— Task to complete —
In the article about Bill Belichick, who joined him in deciding to use two planes for the team's trip to Kansas City?
── Text provided ──
Bill Belichick didn’t coach a game this weekend, but thanks to another win by the Browns, his name was in the NFL conversation anyway. Cleveland improved to 4-1 for the first time since 1994, when, you guessed it, Belichick was their young-pup head coach.
Hindsight proves the Browns were hasty in giving up on Belichick, and time, along with six Super Bowl wins, have proven how much the Patriots benefited from that mistake.
Yet here, in 2020, 21 seasons into his tenure in New England, Belichick may be doing the best coaching job of his life. Given the times we are in, he is definitely doing his most important, guiding the franchise’s response to an ongoing pandemic with an admirable balance of wisdom, caution, and concern for those around him.
We know already he is willing to supersede NFL guidelines with his own best practices, electing to close the team facility last Friday even when the league deemed enough time had passed since Stephon Gilmore’s positive test followed Cam Newton’s initial domino. But a league source confirmed Belichick is willing to use his influence wherever possible.
Though he wouldn’t divulge any input he gave the league regarding his team’s outbreak, avoiding, as he said, the potential for being “taken out of context,” Belichick has been vocal during calls with league officials, unafraid to express his strong belief in the importance of social distancing, mask wearing, and any other protocols that can help contain the spread of the virus. He has put plenty of action behind his words, too.
Saturday’s walkthrough included extra precautions: players wearing gaiter masks in addition to face shields, team meetings held outside rather than in conference rooms, and distance from each other respected wherever possible.
Go back even further to the last game, the Monday night contest in Kansas City Oct. 5. When Belichick and team owner Robert Kraft elected to use two planes for the team, the easy fallback was to poke fun at a move that ultimately didn’t stop more Patriots from testing positive.
But that does a disservice to a sincere attempt to honor the tenets of contact tracing, giving the 15-20 people most closely in contact with Newton a plane to themselves. It also meant Kraft, who owns two planes but because of logistical issues during the pandemic hasn’t had either available to his team, footed a six-figure bill to add that second plane.
───
── Exercise data ──
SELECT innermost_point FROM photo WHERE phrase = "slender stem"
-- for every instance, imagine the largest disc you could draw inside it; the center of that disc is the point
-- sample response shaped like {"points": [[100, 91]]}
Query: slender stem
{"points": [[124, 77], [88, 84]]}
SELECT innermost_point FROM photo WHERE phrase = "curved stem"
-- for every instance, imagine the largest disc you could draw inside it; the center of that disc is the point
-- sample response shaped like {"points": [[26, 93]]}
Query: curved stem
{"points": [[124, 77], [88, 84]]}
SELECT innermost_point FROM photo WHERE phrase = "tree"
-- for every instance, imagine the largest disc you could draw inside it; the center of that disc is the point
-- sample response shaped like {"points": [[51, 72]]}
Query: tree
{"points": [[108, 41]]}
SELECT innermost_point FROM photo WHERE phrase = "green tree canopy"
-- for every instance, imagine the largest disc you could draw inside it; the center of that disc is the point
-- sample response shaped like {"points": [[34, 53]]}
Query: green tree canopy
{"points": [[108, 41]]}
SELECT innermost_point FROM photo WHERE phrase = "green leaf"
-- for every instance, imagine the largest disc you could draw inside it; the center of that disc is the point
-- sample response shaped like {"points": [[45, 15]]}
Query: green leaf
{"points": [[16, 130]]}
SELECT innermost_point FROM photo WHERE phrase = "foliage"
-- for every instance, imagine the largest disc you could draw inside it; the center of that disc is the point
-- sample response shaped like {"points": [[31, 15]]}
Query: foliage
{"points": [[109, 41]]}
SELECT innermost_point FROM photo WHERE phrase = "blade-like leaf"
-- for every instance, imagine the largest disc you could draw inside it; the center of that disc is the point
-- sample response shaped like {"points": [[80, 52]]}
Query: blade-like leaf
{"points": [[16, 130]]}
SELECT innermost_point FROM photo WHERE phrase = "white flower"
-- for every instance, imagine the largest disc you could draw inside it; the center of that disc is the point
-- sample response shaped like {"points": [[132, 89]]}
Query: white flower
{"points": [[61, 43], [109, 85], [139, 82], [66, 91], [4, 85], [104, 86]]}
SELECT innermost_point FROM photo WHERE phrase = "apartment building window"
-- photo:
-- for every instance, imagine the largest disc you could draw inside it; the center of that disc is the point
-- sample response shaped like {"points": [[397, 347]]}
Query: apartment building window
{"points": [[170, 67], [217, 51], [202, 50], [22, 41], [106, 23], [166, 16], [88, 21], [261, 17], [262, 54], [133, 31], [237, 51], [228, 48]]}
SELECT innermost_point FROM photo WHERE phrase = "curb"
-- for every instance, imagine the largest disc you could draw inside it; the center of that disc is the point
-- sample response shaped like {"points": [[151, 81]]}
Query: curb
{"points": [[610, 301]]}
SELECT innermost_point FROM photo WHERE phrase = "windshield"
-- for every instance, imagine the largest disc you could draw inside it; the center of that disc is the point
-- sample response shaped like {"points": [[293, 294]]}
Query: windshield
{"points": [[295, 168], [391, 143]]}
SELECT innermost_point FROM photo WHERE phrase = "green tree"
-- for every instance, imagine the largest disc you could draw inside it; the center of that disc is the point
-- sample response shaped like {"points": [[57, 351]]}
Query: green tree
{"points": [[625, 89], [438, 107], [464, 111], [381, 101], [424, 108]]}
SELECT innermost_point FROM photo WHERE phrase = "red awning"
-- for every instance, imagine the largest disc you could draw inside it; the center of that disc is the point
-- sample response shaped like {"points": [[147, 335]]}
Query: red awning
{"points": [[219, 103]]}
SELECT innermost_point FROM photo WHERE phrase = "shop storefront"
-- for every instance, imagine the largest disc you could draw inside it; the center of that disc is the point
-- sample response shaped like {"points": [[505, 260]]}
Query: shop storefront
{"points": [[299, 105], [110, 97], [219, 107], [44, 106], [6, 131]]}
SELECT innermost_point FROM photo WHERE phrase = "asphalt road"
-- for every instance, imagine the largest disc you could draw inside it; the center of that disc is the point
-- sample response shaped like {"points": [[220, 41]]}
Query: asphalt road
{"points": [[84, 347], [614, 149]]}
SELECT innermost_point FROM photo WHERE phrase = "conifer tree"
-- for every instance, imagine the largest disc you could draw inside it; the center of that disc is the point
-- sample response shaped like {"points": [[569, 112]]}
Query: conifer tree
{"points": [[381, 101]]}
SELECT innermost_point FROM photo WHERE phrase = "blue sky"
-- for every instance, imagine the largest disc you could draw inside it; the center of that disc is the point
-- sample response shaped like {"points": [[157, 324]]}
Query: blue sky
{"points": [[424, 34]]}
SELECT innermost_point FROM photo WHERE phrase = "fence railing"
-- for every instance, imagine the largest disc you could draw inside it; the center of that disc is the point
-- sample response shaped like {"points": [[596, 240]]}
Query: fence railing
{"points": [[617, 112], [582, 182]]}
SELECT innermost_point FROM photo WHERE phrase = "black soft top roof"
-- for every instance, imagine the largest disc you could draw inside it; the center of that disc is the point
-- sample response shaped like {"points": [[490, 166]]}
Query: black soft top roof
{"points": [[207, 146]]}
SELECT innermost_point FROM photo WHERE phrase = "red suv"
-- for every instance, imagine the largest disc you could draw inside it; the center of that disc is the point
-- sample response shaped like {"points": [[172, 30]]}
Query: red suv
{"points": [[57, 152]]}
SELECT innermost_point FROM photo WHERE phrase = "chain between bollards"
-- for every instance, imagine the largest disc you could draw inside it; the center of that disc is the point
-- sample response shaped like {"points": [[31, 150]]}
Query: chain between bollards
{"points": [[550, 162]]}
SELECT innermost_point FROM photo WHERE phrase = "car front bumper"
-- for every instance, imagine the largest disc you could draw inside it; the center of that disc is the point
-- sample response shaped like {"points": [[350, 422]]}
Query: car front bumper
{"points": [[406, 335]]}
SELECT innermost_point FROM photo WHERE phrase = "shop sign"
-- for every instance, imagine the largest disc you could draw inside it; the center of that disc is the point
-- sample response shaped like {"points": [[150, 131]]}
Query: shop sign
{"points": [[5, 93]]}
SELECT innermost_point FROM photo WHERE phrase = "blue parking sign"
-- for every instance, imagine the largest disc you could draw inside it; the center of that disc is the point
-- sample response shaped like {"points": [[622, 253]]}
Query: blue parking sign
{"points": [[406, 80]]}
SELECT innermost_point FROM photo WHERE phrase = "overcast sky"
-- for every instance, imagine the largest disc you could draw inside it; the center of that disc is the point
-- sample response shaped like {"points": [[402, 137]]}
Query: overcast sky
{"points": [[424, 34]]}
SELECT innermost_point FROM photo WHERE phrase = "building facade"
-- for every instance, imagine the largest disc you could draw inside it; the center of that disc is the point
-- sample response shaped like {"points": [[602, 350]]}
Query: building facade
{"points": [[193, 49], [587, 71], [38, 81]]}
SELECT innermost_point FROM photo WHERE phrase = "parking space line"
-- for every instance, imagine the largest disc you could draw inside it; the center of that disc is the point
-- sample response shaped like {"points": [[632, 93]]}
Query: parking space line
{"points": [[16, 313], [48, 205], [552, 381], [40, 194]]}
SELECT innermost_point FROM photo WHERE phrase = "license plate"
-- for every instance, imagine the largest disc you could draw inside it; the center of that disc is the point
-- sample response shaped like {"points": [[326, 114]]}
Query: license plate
───
— Expected output —
Team owner Robert Kraft.